YOUR GOAL – Write out the part of the piece on Elizabeth Warren's DNA test between "Liberals have been" and "are quite bad.", inclusive.

PAGE EXCERPT –
Sen. Elizabeth Warren (D–Mass.) has released the result of a DNA test proving that she does indeed possess Native American ancestry—way, way, way back.

The results are vague enough that everyone can go on believing their preferred narrative (choose "Fauxcohantas exposed, at last!" or "Take that, Drumpf!" as suits you). According to The Boston Globe, Warren's family tree probably includes a Native American ancestor six to 10 generations ago. A sixth-generation ancestor would make her 1/32 Native American. A tenth-generation ancestor would mean that Warren is only .097 percent Native American. (The Globe initially miscalculated this, due to a math error.) In this latter case, Warren wouldn't be any more of a Native American than the average U.S. citizen. But even in the more favorable scenario, 1/32 is generally not good enough to establish tribal membership.

Liberals have been hailing this as a #Resistance victory—Donald Trump has constantly belittled Warren for falsely claiming Native American blood—while conservatives are pouncing on the weakness of The Globe's claim. I say this is all a distraction from the real issue: Warren's actual public policy views, which are quite bad.

We can't say for sure that Warren is a faux-Indian, but we can say for sure that she is a faux-populist. Despite railing against big business, Warren failed to take a stance against the cronyist Export-Import Bank, a program that essentially provides welfare for Wall Street.

Warren had no interest in killing a government handout to big corporations, but she does enjoy going after the corporations themselves. The senator recently unveiled a truly awful plan that would force businesses to massively reorganize, ostensibly to give the public a stakeholder interest in large firms. The plan could cripple American innovation. The Niskanen Center's Samuel Hammond calls it "bad economics and worse business ethics."

I'm not convinced that Warren actually used her alleged Native American ancestry to advance her career at Harvard, though it does look like the administration was keen to tout her as a diversity hire after the fact. In any case, Elizabeth Warren's most elaborate deception is not her attempt to portray herself as a Native American. It's her attempt to portray herself as a trustworthy steward of the economy. That is what should disqualify her from the presidency.

DATA EXTRACTS –

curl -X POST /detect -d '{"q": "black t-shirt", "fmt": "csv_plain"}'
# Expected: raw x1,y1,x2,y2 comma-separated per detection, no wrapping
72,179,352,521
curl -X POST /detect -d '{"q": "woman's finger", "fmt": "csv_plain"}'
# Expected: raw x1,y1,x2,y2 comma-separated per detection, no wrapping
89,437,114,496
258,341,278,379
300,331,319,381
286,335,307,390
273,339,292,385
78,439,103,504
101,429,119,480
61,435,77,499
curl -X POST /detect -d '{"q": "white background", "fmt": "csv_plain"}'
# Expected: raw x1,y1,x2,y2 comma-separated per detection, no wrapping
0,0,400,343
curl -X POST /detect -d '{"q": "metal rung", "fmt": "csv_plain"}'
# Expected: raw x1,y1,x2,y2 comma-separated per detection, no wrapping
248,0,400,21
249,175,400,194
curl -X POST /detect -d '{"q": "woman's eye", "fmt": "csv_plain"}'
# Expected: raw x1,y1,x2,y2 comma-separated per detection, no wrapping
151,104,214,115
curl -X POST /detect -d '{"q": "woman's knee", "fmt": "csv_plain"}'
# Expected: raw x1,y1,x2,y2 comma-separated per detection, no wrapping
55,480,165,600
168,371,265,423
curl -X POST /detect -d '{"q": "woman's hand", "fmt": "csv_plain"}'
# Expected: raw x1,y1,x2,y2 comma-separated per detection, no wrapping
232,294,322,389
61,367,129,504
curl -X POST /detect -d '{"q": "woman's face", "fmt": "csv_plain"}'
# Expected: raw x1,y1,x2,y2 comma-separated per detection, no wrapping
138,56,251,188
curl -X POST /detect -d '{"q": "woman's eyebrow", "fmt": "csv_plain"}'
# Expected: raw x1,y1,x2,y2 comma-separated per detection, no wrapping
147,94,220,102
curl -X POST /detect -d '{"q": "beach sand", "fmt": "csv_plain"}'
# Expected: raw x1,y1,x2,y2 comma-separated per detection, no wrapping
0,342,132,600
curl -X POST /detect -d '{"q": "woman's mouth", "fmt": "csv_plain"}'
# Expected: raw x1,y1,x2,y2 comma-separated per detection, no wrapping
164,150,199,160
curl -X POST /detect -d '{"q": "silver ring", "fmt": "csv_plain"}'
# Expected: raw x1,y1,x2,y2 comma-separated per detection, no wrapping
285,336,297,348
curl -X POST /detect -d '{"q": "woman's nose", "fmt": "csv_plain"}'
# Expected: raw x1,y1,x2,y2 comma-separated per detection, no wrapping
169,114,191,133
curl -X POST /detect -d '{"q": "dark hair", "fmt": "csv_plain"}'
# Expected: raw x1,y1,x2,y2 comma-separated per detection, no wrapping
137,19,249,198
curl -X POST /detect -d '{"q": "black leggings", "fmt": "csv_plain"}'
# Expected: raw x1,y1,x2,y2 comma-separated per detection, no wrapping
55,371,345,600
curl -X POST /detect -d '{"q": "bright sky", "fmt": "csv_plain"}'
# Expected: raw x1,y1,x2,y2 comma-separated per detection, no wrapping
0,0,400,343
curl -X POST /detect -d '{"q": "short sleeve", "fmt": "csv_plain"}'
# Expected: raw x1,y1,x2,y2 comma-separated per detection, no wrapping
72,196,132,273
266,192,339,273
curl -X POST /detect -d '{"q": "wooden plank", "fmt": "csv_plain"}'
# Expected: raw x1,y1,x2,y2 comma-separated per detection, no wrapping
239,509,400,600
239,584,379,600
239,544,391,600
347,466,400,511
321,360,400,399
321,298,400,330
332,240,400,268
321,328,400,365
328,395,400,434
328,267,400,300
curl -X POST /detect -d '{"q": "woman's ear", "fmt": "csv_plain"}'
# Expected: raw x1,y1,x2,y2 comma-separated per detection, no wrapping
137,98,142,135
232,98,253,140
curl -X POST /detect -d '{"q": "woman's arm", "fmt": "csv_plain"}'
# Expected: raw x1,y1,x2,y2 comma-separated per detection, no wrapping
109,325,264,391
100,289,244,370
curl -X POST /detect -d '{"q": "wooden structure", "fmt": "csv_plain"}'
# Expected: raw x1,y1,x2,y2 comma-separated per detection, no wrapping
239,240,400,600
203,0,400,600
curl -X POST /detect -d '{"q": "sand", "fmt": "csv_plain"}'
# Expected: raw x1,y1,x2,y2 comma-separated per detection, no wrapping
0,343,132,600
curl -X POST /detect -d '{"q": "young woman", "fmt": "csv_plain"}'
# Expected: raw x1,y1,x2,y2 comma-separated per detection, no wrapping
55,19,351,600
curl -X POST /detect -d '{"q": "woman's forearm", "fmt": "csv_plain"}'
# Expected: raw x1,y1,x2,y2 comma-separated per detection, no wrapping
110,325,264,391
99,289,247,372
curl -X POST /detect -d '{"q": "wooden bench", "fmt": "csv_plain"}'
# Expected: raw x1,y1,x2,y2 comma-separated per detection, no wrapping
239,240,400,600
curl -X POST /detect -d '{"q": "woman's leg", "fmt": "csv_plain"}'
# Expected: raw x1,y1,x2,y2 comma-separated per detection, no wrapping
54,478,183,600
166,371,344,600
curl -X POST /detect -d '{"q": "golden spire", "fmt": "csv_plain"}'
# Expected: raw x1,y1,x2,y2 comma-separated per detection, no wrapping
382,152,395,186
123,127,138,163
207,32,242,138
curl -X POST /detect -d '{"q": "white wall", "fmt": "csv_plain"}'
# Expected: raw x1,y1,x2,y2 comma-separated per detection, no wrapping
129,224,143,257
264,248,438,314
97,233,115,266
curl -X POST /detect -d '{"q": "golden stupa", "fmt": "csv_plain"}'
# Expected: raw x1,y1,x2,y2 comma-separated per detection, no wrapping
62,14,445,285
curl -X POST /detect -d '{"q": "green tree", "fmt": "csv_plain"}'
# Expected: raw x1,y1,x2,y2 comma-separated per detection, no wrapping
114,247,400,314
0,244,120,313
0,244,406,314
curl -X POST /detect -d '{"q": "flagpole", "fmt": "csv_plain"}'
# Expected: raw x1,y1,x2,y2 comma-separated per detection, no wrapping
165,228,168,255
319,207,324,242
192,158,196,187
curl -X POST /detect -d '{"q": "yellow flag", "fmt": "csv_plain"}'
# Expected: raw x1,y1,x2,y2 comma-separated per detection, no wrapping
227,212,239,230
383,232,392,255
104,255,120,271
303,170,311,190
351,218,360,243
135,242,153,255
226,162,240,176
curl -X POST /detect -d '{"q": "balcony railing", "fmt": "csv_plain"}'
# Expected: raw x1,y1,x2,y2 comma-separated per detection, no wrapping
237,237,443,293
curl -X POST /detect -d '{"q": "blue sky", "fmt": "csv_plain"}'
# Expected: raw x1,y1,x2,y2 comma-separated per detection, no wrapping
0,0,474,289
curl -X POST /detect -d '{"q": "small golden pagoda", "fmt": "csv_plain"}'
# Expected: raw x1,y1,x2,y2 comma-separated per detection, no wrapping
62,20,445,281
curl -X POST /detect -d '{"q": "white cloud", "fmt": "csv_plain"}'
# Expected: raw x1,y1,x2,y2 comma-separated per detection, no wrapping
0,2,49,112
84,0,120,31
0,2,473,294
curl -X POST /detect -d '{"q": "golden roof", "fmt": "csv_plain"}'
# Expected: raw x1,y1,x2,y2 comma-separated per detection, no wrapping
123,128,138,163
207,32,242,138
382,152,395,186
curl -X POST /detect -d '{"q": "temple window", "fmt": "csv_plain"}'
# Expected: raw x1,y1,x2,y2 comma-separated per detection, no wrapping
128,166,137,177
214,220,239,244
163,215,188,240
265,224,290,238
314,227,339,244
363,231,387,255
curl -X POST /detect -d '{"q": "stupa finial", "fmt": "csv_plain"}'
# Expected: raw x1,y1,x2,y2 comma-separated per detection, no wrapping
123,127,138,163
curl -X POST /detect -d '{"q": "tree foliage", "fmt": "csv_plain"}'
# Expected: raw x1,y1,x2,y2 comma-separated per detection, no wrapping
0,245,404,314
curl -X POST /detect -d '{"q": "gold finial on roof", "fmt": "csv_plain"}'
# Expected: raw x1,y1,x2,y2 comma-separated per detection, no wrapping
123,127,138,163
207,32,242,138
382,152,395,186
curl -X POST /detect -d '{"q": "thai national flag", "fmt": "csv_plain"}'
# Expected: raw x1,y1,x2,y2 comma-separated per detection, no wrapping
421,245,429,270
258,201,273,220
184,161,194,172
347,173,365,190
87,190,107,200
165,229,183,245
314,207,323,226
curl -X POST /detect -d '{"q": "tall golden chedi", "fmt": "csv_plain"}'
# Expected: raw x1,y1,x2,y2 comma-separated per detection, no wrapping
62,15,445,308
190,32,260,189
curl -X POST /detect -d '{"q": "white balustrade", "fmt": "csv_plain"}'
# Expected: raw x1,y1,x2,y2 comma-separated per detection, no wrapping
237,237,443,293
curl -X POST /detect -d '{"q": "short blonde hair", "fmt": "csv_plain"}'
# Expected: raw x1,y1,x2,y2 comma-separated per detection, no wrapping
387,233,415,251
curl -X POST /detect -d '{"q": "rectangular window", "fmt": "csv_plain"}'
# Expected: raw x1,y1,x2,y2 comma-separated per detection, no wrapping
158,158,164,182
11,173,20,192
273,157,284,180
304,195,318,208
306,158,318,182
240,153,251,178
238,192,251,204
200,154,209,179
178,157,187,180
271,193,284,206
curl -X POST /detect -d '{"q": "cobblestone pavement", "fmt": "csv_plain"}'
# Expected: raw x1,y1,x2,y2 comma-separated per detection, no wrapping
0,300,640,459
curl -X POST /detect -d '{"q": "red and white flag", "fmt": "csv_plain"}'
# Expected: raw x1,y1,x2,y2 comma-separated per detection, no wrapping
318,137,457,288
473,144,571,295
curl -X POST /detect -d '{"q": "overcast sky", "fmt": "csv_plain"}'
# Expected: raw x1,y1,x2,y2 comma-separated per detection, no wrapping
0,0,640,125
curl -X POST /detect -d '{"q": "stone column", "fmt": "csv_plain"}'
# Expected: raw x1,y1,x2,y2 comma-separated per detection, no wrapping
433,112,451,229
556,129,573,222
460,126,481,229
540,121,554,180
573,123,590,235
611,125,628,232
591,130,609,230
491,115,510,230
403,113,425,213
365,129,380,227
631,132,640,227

ANSWER SECTION –
Liberals have been hailing this as a #Resistance victory—Donald Trump has constantly belittled Warren for falsely claiming Native American blood—while conservatives are pouncing on the weakness of The Globe's claim. I say this is all a distraction from the real issue: Warren's actual public policy views, which are quite bad.